---- Provided information
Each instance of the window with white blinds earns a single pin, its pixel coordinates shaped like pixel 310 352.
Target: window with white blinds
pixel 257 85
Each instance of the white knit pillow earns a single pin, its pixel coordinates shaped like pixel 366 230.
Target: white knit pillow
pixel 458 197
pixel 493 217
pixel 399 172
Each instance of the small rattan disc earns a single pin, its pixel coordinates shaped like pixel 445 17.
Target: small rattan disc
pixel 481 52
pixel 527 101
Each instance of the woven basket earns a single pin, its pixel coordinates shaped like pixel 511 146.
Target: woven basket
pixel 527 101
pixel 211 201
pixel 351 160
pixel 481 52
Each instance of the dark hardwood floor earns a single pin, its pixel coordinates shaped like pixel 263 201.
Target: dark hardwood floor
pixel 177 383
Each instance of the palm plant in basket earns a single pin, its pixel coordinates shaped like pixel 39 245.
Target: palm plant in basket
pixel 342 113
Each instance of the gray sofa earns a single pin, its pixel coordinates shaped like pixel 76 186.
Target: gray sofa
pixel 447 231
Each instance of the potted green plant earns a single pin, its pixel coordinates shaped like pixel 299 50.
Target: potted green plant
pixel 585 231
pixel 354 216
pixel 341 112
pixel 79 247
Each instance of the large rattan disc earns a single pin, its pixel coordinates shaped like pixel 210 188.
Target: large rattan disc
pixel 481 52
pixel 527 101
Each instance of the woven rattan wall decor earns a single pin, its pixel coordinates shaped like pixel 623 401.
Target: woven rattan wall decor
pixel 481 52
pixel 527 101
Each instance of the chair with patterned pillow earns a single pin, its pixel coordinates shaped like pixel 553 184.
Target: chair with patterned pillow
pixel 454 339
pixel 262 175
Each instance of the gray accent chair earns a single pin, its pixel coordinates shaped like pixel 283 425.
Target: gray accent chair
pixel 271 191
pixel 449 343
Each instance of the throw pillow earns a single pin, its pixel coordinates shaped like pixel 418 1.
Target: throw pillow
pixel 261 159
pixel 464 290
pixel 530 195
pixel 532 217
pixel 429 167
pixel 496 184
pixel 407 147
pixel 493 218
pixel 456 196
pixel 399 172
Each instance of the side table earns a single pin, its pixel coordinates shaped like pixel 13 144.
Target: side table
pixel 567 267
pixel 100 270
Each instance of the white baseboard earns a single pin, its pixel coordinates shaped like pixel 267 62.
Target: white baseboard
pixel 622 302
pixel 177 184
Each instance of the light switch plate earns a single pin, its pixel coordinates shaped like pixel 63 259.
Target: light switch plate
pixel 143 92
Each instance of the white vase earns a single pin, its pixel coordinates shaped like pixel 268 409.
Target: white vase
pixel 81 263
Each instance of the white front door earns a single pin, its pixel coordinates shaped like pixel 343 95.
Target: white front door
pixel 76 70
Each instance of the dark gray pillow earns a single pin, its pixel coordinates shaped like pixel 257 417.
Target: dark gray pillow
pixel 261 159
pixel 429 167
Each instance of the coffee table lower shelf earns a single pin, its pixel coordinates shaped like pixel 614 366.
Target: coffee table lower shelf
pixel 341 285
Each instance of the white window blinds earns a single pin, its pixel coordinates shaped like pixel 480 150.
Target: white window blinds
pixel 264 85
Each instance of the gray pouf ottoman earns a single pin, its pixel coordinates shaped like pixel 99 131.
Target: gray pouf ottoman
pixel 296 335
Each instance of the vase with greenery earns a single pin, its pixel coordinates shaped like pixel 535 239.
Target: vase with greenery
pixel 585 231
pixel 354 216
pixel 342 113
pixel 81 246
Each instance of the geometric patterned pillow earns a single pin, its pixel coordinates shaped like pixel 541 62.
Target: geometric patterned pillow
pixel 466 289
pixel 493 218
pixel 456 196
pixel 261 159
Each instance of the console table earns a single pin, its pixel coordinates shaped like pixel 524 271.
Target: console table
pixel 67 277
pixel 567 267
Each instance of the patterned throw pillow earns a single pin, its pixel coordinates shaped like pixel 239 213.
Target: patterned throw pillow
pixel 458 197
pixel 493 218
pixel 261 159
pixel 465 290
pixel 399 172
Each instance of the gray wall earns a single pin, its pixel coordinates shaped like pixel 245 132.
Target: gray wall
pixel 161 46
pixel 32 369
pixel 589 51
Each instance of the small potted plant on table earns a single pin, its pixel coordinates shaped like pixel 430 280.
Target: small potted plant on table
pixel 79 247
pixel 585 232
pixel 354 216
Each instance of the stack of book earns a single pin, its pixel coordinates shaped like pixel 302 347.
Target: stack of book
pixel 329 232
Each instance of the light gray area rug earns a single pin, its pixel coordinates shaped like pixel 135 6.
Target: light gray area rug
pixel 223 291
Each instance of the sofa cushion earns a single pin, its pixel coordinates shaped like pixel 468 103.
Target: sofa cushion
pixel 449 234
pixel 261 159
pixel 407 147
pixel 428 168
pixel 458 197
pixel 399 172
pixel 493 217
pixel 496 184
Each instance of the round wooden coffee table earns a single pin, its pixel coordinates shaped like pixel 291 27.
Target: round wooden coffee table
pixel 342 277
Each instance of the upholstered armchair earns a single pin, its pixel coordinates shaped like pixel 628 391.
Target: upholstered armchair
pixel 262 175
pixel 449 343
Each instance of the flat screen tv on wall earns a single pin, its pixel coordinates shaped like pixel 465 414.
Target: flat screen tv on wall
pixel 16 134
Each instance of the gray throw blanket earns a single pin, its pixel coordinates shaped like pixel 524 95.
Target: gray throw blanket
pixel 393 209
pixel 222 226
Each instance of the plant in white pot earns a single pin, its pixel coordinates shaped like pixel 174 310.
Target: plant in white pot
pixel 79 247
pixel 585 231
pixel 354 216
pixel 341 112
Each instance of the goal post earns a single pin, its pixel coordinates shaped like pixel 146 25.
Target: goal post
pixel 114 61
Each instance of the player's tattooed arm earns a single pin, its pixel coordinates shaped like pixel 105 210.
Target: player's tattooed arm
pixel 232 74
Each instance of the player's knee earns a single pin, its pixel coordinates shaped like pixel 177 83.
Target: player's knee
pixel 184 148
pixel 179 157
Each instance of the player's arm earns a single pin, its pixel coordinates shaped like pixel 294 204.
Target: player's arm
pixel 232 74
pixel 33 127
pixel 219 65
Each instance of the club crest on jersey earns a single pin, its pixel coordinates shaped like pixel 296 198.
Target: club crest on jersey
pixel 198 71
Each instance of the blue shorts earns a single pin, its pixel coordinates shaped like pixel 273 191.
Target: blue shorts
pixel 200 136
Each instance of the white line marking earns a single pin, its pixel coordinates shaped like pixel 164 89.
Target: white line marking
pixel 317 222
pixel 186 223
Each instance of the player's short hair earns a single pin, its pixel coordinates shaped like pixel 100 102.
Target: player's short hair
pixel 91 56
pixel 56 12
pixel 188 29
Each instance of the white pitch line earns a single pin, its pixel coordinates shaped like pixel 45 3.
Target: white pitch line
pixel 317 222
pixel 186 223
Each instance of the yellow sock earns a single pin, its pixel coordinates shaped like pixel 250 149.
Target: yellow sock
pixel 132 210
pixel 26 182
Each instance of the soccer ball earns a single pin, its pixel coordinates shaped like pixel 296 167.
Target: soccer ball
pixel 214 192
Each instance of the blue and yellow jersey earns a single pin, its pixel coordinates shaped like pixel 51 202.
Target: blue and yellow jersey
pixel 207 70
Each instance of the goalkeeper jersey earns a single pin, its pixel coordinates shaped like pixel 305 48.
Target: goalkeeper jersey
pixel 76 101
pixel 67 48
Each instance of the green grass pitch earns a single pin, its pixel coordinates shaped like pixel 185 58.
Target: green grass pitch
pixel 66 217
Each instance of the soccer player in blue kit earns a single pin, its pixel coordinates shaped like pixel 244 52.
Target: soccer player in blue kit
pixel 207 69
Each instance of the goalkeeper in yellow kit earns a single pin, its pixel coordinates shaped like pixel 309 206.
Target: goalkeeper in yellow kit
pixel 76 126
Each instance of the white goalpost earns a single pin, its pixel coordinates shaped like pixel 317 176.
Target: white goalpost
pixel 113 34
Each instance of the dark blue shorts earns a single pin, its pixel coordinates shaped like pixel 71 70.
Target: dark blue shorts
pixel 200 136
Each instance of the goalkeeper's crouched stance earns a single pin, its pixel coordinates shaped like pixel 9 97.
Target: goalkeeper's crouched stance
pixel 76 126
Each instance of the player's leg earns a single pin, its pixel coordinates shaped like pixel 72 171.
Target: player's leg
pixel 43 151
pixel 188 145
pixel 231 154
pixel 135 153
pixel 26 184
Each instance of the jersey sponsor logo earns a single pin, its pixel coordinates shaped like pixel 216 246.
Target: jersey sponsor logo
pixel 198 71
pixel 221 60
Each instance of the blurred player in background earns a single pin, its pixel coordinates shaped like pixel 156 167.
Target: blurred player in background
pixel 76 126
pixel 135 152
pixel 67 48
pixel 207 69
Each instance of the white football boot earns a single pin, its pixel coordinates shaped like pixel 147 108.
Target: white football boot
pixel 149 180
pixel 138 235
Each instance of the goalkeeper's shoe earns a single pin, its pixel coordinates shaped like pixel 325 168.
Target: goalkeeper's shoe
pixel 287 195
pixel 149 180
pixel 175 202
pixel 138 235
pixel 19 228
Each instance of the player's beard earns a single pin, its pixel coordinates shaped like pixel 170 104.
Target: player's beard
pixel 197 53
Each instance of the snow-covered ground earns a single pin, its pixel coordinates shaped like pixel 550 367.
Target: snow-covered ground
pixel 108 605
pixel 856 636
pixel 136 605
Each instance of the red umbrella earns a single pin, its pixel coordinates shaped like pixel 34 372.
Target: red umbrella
--------
Try it :: Please copy the lines above from the line with "Target: woven rattan wall decor" up to and including the line with "Each instance of the white front", exactly as written and with nothing else.

Written answer ::
Target: woven rattan wall decor
pixel 481 52
pixel 527 101
Each instance of the chair with patterned pillow earns a single pin, its pixel coordinates shaped like pixel 553 184.
Target: chair with patterned pillow
pixel 454 339
pixel 262 175
Each instance of the gray accent chair earns a single pin, its pixel coordinates shaped like pixel 283 425.
Target: gray accent chair
pixel 271 191
pixel 449 343
Each instance of the throw pillow earns a single pin, its pixel coordinates shaped like pixel 418 1.
Target: throw pillow
pixel 261 159
pixel 464 290
pixel 530 195
pixel 532 217
pixel 429 167
pixel 496 184
pixel 407 147
pixel 493 218
pixel 456 196
pixel 399 172
Each instance of the side table earns a single pin, its pixel coordinates shaped like pixel 13 144.
Target: side table
pixel 567 267
pixel 100 270
Each instance of the white baseboard earns a single pin, its pixel coordinates shaped like pixel 267 62.
Target: white baseboard
pixel 622 302
pixel 177 184
Each instance of the light switch plate earns a single pin, its pixel coordinates shaped like pixel 63 259.
Target: light switch plate
pixel 143 92
Each instance of the white vase earns a single pin, its pixel coordinates shaped like pixel 268 409.
Target: white vase
pixel 81 263
Each instance of the white front door earns a single pin, its pixel coordinates shaped like pixel 343 95.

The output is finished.